#### TASK INSTRUCTIONS
Render the lines of the records below as a numbered list, from the line with "Mark the stirrup" up to and including the last line of the records, with blank lines dropped. Leave the pictures out of your answer.

#### MATERIAL PROVIDED
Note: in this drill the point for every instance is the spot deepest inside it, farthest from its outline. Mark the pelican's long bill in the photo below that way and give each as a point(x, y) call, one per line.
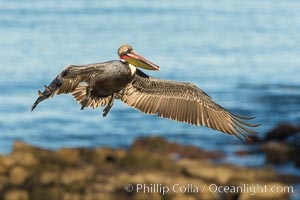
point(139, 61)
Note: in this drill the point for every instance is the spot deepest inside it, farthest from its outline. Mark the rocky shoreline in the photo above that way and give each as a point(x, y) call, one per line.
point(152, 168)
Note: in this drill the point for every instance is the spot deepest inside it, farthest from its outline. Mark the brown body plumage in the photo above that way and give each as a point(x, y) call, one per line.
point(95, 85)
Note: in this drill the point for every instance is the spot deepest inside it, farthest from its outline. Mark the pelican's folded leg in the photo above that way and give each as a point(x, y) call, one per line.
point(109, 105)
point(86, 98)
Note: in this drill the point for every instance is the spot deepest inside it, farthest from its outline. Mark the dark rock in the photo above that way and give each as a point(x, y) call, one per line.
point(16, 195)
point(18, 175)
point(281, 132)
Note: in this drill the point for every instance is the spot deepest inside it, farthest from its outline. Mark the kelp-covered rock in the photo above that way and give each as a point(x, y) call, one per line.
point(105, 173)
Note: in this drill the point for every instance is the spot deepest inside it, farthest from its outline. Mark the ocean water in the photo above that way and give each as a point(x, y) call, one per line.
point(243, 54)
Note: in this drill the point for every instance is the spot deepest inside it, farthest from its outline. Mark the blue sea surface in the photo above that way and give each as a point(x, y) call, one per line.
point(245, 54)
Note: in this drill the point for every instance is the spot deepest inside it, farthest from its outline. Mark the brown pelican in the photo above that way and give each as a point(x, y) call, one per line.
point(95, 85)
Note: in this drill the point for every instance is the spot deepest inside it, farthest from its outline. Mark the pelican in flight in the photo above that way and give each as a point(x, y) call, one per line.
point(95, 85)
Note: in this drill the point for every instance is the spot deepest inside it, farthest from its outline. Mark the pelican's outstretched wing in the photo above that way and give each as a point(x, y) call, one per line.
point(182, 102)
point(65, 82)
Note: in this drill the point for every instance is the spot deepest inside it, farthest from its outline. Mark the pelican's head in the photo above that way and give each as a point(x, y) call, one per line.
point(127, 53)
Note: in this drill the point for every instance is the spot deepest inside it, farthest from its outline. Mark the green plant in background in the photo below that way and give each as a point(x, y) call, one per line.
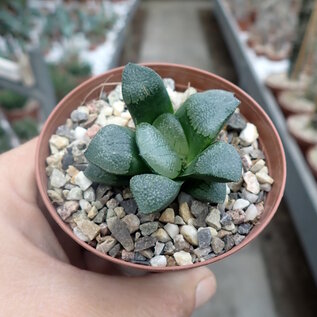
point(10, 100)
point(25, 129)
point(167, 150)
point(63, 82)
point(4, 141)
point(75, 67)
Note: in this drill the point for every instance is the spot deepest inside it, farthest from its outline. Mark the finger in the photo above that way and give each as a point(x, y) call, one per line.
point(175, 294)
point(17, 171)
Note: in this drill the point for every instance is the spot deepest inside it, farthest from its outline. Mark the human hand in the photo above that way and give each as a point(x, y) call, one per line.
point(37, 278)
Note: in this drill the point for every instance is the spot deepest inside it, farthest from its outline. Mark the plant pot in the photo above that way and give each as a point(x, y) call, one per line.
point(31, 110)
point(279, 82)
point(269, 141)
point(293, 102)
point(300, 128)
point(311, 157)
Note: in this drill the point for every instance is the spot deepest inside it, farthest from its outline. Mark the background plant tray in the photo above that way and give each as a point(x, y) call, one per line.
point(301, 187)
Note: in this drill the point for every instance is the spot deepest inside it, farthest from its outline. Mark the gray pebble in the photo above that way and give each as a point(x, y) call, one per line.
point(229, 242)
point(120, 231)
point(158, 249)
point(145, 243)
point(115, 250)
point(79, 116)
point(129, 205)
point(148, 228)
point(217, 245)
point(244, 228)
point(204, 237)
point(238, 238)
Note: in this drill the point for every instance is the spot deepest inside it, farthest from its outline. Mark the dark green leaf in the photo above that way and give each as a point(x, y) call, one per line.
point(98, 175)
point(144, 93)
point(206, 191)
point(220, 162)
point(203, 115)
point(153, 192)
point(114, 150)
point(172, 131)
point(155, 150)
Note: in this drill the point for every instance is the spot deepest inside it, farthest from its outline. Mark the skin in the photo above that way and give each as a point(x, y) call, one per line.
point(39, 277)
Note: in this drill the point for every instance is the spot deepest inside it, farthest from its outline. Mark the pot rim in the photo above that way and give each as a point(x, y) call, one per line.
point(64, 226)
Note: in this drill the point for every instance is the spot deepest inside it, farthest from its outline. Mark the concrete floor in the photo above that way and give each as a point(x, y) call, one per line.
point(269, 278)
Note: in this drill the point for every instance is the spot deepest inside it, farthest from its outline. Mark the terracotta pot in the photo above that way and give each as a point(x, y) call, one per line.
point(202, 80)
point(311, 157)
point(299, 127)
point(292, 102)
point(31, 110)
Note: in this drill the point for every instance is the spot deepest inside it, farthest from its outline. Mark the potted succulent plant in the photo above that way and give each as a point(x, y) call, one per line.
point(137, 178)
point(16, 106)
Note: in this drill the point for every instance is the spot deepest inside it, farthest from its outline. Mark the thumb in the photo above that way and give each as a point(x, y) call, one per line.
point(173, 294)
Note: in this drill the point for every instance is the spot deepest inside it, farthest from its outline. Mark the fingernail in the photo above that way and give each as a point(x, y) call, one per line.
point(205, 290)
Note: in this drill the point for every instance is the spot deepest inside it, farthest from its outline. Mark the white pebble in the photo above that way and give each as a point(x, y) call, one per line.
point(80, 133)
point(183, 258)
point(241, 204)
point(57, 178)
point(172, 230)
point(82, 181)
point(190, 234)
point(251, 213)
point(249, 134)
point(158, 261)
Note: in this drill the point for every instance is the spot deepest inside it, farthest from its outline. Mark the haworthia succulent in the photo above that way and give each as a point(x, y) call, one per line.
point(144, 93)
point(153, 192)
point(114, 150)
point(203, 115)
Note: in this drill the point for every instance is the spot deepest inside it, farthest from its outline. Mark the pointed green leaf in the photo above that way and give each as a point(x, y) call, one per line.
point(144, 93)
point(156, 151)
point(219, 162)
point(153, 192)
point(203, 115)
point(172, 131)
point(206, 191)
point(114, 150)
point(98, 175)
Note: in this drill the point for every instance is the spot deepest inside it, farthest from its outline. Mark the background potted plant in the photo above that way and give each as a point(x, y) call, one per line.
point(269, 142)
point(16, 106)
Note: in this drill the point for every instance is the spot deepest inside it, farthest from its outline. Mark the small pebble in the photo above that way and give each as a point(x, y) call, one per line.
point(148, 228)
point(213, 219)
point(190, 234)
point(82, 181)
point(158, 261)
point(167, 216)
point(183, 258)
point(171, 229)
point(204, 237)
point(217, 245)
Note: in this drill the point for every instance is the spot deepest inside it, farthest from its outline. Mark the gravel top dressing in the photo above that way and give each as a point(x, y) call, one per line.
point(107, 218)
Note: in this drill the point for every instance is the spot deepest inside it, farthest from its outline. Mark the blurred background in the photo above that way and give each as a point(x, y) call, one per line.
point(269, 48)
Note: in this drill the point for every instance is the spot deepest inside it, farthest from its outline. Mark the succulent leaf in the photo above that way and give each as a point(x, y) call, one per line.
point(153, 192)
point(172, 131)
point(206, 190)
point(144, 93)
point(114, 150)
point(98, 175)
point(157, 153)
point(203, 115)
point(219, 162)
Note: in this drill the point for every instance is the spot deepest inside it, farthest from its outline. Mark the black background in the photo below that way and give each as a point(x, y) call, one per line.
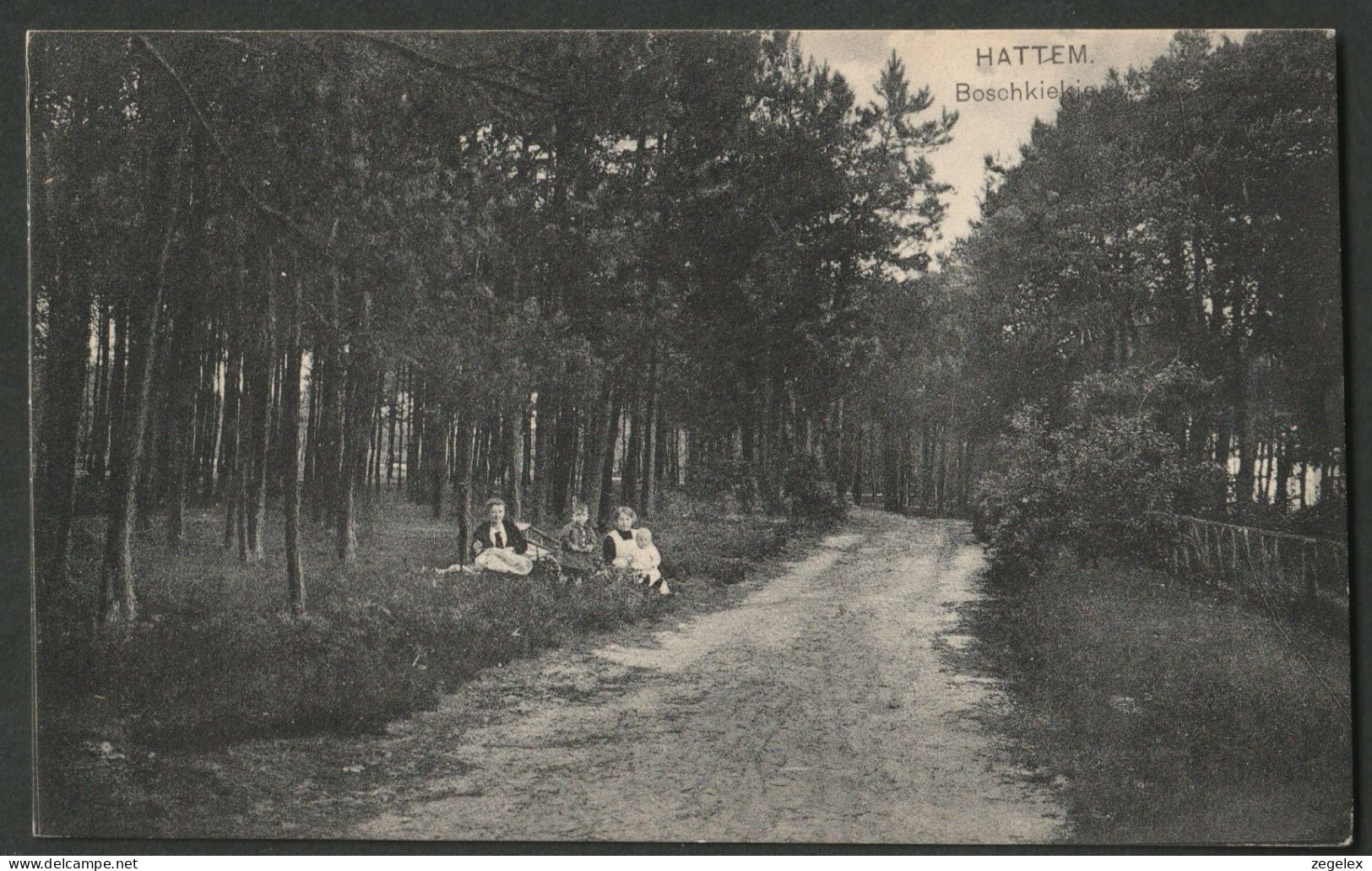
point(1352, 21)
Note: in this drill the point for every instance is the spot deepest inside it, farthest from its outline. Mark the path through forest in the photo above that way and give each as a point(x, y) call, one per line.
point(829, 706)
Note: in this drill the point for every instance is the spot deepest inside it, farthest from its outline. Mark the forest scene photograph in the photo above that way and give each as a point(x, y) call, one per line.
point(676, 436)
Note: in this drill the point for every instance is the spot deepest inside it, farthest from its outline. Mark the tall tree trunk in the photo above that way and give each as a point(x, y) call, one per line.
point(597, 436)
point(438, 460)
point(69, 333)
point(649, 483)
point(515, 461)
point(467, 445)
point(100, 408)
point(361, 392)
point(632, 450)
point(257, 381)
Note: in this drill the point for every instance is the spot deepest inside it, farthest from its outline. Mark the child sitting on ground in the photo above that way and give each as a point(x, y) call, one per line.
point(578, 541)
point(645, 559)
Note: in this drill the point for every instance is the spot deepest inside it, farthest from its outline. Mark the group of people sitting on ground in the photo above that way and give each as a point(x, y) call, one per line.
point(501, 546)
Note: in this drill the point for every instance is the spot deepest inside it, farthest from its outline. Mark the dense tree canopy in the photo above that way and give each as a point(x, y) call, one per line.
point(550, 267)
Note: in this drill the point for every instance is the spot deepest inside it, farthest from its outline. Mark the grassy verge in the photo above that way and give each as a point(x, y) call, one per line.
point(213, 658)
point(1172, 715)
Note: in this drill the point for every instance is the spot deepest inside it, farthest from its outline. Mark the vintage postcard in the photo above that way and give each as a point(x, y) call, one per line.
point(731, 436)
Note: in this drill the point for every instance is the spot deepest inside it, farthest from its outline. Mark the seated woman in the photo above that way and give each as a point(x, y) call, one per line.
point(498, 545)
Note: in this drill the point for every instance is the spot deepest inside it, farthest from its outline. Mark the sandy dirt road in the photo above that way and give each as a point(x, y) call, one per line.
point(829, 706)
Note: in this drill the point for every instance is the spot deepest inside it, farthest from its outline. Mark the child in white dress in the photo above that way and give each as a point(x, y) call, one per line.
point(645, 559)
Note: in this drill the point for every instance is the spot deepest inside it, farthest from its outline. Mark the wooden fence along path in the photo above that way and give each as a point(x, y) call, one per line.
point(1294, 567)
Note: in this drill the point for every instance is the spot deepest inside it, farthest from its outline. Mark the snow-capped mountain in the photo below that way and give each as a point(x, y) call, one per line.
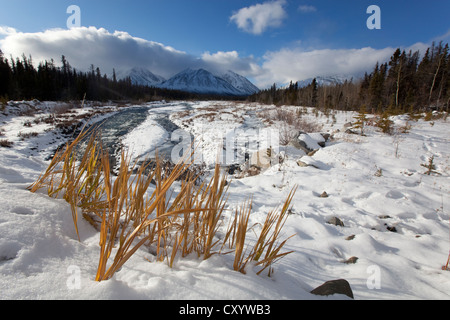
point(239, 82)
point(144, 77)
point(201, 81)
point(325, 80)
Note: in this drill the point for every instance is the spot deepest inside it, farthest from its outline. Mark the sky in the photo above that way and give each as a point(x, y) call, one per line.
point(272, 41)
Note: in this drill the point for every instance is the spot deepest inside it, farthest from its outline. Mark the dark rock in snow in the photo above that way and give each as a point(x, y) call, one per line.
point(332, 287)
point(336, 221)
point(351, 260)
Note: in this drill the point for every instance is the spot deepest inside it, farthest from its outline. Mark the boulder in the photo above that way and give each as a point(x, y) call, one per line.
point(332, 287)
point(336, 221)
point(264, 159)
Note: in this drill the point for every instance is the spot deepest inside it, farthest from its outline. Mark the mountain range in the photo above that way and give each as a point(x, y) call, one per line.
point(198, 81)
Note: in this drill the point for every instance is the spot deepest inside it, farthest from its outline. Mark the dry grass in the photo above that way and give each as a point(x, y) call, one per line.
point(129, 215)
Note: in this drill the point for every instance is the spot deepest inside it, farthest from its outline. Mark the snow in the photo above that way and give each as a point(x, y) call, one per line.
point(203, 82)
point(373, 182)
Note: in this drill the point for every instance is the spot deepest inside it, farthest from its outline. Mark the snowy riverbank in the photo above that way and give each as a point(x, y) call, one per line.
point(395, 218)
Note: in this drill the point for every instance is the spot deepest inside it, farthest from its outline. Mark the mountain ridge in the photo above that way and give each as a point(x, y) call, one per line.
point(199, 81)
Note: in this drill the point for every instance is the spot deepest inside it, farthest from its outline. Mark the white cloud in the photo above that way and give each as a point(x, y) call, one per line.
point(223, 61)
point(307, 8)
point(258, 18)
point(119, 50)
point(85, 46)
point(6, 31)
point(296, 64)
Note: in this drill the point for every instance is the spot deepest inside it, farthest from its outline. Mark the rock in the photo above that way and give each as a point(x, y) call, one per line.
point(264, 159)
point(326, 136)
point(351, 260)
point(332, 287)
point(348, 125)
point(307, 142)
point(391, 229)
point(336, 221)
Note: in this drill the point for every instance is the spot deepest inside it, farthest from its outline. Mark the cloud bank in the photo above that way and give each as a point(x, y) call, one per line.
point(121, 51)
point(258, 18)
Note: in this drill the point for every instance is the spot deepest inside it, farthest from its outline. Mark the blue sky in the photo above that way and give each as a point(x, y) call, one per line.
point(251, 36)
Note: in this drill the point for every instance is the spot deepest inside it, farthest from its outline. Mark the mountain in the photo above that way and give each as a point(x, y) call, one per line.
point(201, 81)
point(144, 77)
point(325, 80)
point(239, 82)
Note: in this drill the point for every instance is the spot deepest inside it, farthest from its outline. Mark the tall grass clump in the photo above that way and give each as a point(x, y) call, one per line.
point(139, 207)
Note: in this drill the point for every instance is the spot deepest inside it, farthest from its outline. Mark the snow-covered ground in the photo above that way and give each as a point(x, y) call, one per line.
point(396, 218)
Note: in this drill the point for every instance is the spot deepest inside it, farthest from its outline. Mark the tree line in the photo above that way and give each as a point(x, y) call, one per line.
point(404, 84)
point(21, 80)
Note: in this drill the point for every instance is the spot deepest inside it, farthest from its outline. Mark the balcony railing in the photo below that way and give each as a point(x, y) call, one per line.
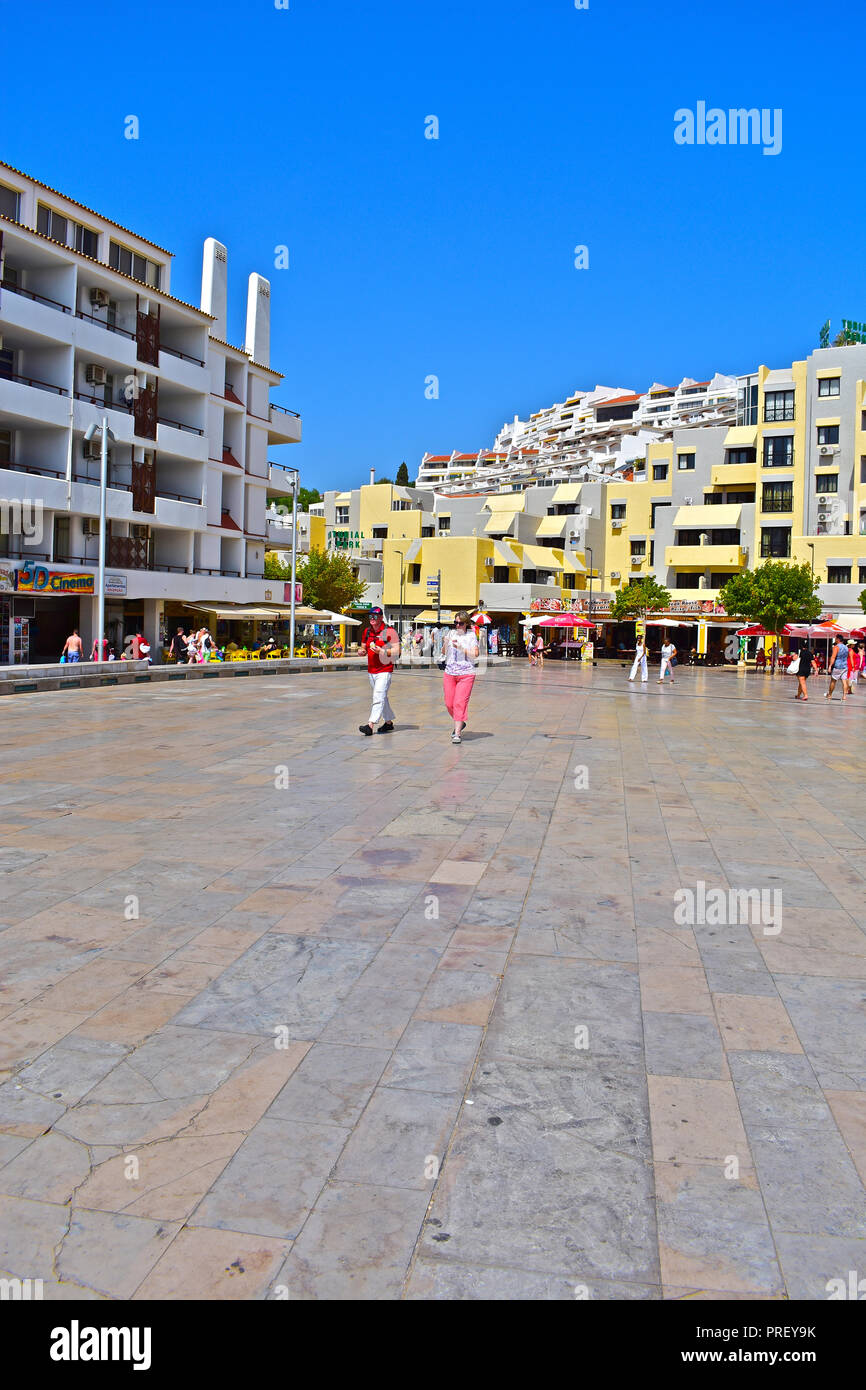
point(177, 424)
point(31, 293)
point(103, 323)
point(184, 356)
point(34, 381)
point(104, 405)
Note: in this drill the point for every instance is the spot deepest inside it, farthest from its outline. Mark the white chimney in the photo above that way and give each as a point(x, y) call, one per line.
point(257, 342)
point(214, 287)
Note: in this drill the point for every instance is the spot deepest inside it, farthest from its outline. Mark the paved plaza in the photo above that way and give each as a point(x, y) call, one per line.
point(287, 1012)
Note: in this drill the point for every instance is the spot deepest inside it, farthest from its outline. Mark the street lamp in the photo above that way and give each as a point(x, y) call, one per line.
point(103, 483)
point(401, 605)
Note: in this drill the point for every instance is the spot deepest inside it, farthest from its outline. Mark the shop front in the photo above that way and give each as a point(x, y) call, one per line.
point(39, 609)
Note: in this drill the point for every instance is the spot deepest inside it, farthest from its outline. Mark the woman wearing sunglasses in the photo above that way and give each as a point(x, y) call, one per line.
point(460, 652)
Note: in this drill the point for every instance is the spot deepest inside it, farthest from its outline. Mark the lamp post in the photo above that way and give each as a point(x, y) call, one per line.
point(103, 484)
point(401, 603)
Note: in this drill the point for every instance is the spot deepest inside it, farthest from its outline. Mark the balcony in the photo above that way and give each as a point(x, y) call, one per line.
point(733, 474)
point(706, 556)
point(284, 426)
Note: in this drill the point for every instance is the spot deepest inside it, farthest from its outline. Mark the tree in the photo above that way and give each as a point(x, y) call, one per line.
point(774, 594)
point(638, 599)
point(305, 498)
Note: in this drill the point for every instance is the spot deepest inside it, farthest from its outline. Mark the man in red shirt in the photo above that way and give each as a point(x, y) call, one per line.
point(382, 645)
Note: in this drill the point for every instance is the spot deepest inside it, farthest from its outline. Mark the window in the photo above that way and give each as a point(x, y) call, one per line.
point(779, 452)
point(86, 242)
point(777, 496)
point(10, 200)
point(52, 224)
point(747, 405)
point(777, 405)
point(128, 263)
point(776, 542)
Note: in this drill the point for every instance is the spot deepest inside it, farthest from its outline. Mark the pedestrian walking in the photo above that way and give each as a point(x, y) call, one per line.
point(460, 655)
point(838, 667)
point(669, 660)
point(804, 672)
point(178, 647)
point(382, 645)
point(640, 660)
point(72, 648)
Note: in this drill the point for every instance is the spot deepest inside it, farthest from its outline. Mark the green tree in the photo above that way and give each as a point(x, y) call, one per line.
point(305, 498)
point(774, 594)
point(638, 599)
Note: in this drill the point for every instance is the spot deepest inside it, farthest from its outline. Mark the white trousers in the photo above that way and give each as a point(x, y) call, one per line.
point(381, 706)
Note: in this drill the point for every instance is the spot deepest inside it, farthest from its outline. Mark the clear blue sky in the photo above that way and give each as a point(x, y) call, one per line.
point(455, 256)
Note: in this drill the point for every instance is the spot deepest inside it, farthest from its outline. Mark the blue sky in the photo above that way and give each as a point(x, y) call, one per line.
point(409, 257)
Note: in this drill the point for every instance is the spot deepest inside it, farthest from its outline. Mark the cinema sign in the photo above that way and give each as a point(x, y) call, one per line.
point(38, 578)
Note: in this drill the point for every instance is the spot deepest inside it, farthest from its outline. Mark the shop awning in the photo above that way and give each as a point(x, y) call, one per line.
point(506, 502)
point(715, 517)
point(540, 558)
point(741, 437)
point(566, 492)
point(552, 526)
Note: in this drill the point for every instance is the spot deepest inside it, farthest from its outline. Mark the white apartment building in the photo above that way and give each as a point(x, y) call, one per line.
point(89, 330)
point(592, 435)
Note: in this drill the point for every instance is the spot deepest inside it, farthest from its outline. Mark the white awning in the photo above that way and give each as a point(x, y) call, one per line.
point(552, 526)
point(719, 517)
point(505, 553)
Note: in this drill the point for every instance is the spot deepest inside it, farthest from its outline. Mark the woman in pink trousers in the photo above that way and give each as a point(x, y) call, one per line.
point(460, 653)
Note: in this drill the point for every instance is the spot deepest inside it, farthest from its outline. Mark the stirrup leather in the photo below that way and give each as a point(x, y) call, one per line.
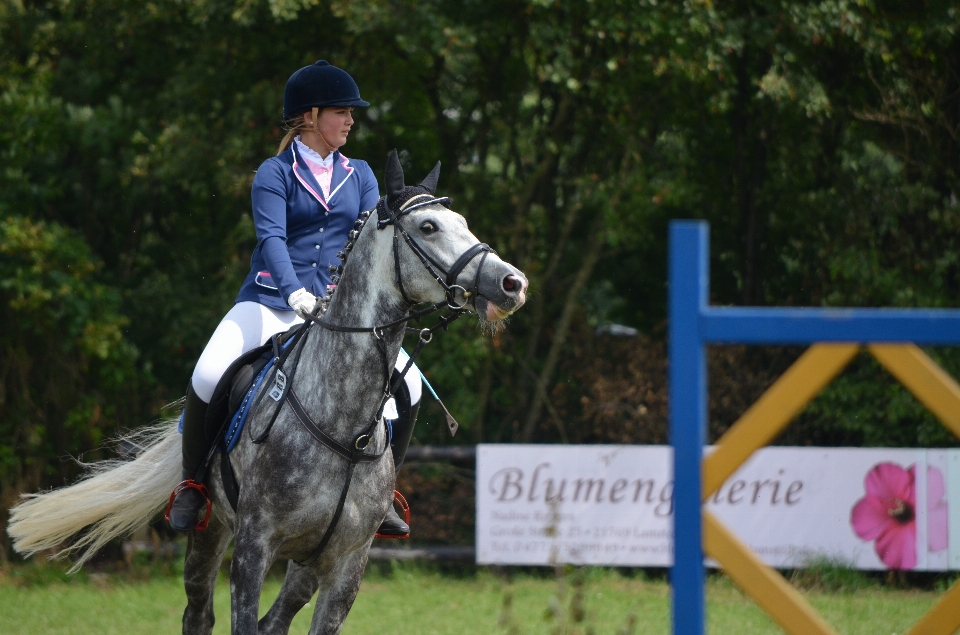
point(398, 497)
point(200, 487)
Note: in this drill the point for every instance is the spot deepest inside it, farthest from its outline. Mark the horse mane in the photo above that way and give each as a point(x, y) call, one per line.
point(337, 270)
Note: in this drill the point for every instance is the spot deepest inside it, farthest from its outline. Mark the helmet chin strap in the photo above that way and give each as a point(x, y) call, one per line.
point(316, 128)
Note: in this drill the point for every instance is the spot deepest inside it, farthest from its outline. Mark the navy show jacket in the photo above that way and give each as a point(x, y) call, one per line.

#### FINAL RESULT
1. Note: in this drill the point for every instance is the spot deepest inside it, farthest from its outline. Mark the stirrup leather in the photo below that way and give each as a point(x, y) call, one per line.
2. point(398, 497)
3. point(200, 487)
4. Note: in this drill the point for every instance is the spot deepest inside it, farthest from its outline. Mark the horse mane in the photo above that way and give each as a point(x, y) call, one per line.
5. point(337, 270)
6. Note: in this drill the point for every instance is the spot deepest inside it, farthest from its outline. Mark the helmet chin strap in the photo above that way and give each as a point(x, y) call, one per line.
7. point(316, 128)
8. Note: in this drill the point for every instance is the spot deepest inside it, farthest from its outline. Mark the navy show jacket in the photo above that way and give each as a point(x, y) call, one per line.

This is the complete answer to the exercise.